#### [Aufgabe 1]
Beantworte anhand des Textauszugs unten die folgenden Fragen:
(a) Auf wie viele Jahre könnte man die Arbeit für die Gesellschaft der Nationen vertagen?
(b) Was bedeutete der 9. November?
(c) Wie werden die Schwären und Gebresten des europäischen Leibes genannt?
-------- Textauszug --------
Aber ist dieses Bild nicht doch trügerisch? Ist da nicht viel, was nur Wort ist und Gebärde, nur Aufputz und nicht festes Material? Würde das, was Politiker von der sicheren Warte der Partei in die Welt hinauskrähen, wirklich der Stimmung der Völker entsprechen, dann könnte man die Arbeit für die Gesellschaft der Nationen einstellen und auf 100 Jahre vertagen.
Wir gebrauchen so gern das Wort von der »neuen Zeit«. Für wenige ist es Überzeugung, Herzenssache, hat es echten revolutionären Inhalt. Für die meisten ist es Ornament. In Wahrheit aber haben wir die Schwelle der neuen Zeit noch längst nicht überschritten. Der 9. November bedeutete nicht den Grenzstein, sondern nur eine Etappe auf dem Wege dahin. Uns umweht noch nicht die Gottesluft der neuen Freiheit, wir leben noch inmitten von Zusammenbrüchen und Katastrophen.
Was sich rings um uns begibt, das ist der Ausverkauf des alten Zustandes der zwischenstaatlichen Anarchie. Man räumt auf, man verschleißt. Und immer wieder setzt es in Staunen zu sehen, was für Gerümpel dabei zutage kommt, und wie wichtig die Herren Verkäufer ihren Krimskrams nehmen. Erst jetzt wird die europäische Fäulnis aus der Zeit vor 1914 wirklich offenbar. Jetzt muß auch der Blödeste die Schwären und Gebresten des europäischen Leibes sehen. Jene Schwären und Gebresten, die man so nett »Territorialprobleme« nennt, und die ein jeder Staat so ängstlich zu verbergen trachtete, obgleich der Geruch verriet. Daß nun die Hüllen heruntergerissen sind, das wäre an und für sich gewiß kein Schade. Gefährlich ist nur, daß man alle Konflikte noch immer mit den Mitteln der alten, durch die Ereignisse überholten und widerlegten Diplomatie zu lösen sucht. Daß noch immer die Einstellung eine durch und durch imperialistische ist. Daß noch immer der stolze Trödel der »nationalen Ehre« mit seinen Fahnen und Wappentieren den Ausschlag gibt, während die wahren Bedürfnisse der Menschheit Überbrückung der Grenzen und gegenseitige Hilfe verlangen, wenn wir nicht einer Weltkatastrophe zutreiben wollen. Aber die Lenker unserer Geschicke schwelgen auf Trümmern, verschleudern mit großer Geste Länder und bestimmen kaltlächelnd Grenzen in Gebieten, die ihnen in gleichem Maße vertraut sind, wie etwa einem durchschnittlichen Europäer das Indianer-Territorium.
-------- Datensätze --------
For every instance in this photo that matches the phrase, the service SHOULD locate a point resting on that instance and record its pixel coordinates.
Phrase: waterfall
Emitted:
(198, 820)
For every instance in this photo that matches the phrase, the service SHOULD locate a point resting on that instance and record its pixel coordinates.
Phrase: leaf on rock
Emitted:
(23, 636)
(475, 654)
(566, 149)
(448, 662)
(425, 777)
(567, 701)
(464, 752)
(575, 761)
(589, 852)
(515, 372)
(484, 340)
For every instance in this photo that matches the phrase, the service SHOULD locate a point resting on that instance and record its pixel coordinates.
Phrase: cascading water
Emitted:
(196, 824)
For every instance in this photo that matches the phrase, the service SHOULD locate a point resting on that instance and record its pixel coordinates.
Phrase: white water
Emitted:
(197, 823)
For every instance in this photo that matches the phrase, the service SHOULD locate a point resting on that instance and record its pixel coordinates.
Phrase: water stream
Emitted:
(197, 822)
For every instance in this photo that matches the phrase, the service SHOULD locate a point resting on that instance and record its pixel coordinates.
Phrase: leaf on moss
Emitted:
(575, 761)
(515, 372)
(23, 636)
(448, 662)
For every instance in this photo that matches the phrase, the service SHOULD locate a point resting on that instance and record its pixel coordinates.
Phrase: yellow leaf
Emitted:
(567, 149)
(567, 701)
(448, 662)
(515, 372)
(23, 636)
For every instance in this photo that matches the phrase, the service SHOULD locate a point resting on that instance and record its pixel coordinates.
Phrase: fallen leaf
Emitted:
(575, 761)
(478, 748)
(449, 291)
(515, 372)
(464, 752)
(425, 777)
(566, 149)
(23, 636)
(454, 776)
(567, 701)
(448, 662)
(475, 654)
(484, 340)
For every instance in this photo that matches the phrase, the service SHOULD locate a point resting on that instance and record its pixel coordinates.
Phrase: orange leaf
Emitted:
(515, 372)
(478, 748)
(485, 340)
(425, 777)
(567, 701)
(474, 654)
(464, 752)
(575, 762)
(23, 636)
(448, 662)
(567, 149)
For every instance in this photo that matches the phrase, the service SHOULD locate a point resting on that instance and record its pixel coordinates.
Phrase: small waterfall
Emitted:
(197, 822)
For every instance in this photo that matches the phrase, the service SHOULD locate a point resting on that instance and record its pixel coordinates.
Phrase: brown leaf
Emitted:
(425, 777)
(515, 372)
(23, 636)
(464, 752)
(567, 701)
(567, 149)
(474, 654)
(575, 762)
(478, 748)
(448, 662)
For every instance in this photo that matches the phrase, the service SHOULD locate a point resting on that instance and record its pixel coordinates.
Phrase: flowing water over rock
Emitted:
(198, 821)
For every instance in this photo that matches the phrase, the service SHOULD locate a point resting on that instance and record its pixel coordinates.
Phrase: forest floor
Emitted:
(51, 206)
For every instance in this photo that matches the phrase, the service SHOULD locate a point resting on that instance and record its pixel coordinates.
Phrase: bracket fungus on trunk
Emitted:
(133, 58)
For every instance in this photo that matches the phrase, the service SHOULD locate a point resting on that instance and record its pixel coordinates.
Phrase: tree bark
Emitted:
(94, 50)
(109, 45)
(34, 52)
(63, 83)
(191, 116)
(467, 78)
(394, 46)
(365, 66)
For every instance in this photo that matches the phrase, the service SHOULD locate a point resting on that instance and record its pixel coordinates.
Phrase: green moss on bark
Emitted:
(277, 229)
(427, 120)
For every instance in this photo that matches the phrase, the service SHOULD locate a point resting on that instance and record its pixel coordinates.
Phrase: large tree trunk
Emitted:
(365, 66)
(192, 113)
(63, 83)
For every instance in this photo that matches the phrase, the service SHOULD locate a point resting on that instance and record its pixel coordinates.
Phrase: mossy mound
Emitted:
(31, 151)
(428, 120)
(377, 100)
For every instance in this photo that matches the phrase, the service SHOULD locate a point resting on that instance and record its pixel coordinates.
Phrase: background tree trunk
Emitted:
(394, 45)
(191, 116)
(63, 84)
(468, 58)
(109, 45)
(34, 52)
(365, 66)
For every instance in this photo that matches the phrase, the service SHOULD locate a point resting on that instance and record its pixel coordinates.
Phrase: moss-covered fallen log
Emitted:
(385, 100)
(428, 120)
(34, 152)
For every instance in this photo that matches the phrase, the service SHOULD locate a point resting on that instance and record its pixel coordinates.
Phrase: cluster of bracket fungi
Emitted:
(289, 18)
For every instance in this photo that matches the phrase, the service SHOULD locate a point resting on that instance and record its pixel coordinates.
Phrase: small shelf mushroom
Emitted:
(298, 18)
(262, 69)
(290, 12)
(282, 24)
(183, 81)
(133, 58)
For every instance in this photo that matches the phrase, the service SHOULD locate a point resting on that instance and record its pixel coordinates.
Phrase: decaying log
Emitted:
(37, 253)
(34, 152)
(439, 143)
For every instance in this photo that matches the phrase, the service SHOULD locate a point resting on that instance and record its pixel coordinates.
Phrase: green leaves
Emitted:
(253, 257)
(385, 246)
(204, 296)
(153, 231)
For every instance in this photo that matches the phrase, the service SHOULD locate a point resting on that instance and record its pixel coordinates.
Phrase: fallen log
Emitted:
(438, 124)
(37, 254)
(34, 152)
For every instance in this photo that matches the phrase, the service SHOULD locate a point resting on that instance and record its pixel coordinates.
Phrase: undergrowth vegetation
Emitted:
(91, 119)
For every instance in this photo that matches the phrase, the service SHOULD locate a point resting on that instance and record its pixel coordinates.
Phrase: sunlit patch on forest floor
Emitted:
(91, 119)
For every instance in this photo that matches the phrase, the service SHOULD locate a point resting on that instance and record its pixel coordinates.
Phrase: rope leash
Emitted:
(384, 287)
--------
#### [Aufgabe 2]
Gib jede Zeile der Liste zurück, in der das Wort „trunk“ vorkommt.

#### [Richtige Antwort 1]
(a) Auf 100 Jahre.
(b) Nicht den Grenzstein, sondern nur eine Etappe auf dem Wege dahin.
(c) »Territorialprobleme«.

#### [Richtige Antwort 2]
Phrase: bracket fungus on trunk
Phrase: large tree trunk
Phrase: background tree trunk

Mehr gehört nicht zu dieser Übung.